October 18, 2015, Topeka, Kansas – Exciting opportunities are pouring down on Washburn Institute of Technology under the Washburn University umbrella. Washburn Tech, a nationally recognized innovator in career and technical education, currently serves nearly 2,000 students through 30 career programs. The unique affiliation with Washburn University gives these students the opportunity to start with technical courses and continue to advanced degrees while preparing for today’s careers.
“Washburn University and Washburn Tech have become a model for education institutions around the nation,” said Clark Coco, dean of Washburn Tech. “Our affiliation is the first of its kind in Kansas and is changing the way we look at traditional universities and technical colleges.”
The pair’s most recent collaboration is the KanTRAIN project, made possible by a multi-million dollar grant from the U.S. Department of Labor. Washburn Tech and Washburn University’s School of Nursing and School of Applied Studies are using the funds to create a simulated hospital on the Washburn Tech campus with state-of-the-art equipment.
“Our new simulation lab will provide students a safe and realistic environment to experience nursing scenarios,” said Jerry Farley, president of Washburn University. “This opportunity will allow them to refine their clinical decision-making skills without adverse consequences, providing them with confidence and promoting patient safety.”

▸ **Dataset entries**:
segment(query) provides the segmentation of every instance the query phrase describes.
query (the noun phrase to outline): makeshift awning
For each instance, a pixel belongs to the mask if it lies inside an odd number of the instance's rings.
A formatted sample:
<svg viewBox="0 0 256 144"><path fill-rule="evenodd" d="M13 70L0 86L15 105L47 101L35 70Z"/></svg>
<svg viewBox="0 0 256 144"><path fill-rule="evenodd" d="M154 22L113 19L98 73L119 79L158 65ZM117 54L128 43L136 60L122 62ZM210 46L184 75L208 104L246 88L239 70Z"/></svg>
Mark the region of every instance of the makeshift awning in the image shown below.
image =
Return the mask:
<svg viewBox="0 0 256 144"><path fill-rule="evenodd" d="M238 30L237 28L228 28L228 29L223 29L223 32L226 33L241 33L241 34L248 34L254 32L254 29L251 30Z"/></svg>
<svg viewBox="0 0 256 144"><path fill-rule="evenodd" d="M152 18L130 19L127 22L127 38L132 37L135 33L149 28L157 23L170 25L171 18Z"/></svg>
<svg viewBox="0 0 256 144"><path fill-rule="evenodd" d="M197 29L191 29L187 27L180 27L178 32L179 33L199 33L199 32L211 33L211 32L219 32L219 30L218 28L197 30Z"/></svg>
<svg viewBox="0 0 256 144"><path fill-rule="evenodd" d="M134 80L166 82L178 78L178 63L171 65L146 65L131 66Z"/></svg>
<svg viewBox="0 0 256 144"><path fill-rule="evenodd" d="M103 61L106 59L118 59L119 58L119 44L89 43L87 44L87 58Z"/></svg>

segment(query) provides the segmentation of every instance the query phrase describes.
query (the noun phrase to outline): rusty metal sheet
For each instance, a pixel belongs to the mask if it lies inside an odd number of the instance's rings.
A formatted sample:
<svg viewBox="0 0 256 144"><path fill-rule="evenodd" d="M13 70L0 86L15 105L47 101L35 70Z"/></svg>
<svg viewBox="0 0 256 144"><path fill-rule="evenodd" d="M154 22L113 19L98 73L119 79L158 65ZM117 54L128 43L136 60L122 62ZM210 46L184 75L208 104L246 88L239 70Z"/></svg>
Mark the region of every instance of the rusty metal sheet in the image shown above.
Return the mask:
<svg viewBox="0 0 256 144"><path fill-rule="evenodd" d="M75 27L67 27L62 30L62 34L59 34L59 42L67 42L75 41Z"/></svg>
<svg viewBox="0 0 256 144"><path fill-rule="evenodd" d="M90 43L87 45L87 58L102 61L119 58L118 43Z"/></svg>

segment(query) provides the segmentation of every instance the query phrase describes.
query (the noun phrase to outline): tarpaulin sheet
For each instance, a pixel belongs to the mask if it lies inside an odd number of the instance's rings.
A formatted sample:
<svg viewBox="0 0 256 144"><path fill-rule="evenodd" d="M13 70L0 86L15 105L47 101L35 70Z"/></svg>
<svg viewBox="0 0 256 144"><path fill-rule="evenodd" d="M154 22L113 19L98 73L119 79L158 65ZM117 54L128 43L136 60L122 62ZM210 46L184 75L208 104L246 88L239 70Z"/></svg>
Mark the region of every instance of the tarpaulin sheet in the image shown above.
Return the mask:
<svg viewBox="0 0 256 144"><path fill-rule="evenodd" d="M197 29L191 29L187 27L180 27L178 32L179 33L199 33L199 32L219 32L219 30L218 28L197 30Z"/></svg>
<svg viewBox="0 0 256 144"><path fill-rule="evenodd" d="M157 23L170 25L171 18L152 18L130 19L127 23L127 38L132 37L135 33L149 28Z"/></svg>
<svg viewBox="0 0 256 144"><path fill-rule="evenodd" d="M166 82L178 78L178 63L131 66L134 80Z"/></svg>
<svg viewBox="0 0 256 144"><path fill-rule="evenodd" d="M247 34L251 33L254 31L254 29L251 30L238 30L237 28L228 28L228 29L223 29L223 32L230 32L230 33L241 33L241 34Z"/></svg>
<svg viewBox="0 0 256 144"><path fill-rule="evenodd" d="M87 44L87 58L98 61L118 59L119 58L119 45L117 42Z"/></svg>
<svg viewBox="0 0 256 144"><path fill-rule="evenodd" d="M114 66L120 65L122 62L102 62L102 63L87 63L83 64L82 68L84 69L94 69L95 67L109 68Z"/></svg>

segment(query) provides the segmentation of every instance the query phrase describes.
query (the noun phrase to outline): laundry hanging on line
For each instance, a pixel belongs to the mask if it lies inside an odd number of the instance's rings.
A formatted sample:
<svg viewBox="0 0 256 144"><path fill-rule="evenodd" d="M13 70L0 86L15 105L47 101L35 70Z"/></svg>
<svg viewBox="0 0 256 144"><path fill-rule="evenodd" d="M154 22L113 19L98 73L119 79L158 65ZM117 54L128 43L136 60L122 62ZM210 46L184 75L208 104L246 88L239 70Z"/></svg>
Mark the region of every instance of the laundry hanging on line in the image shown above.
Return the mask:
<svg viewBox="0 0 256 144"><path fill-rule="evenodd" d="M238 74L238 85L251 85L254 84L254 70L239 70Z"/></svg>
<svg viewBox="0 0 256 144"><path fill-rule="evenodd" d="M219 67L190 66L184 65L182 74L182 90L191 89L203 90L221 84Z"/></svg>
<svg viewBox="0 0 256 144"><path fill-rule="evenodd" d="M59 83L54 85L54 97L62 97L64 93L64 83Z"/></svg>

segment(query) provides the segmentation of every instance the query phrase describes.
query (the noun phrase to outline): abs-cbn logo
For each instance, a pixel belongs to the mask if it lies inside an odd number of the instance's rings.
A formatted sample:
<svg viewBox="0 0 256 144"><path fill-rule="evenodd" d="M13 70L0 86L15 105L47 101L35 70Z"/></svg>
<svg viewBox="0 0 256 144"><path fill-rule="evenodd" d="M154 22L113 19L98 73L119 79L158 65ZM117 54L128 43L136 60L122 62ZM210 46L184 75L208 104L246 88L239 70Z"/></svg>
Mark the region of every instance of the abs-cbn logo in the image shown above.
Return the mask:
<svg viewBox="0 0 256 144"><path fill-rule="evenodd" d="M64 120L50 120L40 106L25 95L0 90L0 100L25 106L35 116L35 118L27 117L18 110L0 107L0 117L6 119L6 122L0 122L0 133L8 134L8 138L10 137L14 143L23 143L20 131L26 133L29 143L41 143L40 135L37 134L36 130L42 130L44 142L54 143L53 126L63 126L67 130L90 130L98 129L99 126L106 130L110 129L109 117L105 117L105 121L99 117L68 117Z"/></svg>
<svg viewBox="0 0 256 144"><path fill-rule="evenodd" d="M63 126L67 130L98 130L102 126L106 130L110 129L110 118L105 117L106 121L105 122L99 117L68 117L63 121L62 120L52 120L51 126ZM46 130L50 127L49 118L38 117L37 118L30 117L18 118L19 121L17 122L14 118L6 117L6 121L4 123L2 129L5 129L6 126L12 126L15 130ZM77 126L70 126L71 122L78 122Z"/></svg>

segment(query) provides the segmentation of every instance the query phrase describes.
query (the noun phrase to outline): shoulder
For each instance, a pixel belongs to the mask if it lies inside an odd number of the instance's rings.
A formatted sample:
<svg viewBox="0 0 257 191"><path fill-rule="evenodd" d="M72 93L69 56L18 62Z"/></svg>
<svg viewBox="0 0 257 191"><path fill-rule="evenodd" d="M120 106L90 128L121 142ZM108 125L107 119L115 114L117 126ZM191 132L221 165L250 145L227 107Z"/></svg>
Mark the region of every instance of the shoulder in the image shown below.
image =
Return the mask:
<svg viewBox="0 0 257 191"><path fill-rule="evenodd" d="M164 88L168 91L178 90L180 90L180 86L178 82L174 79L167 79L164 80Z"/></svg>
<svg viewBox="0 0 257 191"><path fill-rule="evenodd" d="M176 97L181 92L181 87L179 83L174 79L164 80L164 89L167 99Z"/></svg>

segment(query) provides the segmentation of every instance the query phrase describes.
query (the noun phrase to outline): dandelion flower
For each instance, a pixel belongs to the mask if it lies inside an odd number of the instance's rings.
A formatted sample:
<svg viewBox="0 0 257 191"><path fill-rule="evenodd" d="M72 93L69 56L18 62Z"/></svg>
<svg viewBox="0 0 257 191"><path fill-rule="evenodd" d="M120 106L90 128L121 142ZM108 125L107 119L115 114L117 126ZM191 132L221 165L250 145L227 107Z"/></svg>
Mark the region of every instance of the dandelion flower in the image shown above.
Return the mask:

▸ **Task objective**: Pick up the news article on Washburn Tech and Washburn University after its final paragraph and continue it.

▸ **Reply to the task**:
Partnerships with private industry also have fueled Tech’s recent momentum. Washburn Tech is an official Snap-on college and now home to four national training centers, including the Midwest Training Center in partnership with Trane and the National Coalition of Certification Centers; Heavy Diesel Construction Technology in partnership with Case Construction and The Victor L. Phillips Company; and the automotive technician training center for Fiat Chrysler Automobiles. Most recently, Tech opened a Locomotive Diesel Technology facility in partnership with Burlington Northern Santa Fe Railway and the National Academy of Railroad Sciences.
“Our partnership with Washburn Tech is great in the sense that it gives students access to quality careers,” said Carl Ice, president and CEO of BNSF. Starting wages for locomotive diesel technicians ranges from $24 to $28 per hour plus benefits.
The opportunity to connect with the top national and local companies while acquiring the hands-on, high-demand skills that are required in today’s workplace makes Washburn Tech a popular choice. Enrollment over the past four years has nearly doubled while Tech’s graduation rate of 81 percent is the highest in the state, as is its job placement rate of 89 percent.
“We want our students to realize their value and understand what an important player they can become in their communities and local industry,” Coco said. “That was the premise behind National Technical Letter of Intent Signing Day, an event we created to honor students who are entering a technical field and to celebrate the dignity of work.”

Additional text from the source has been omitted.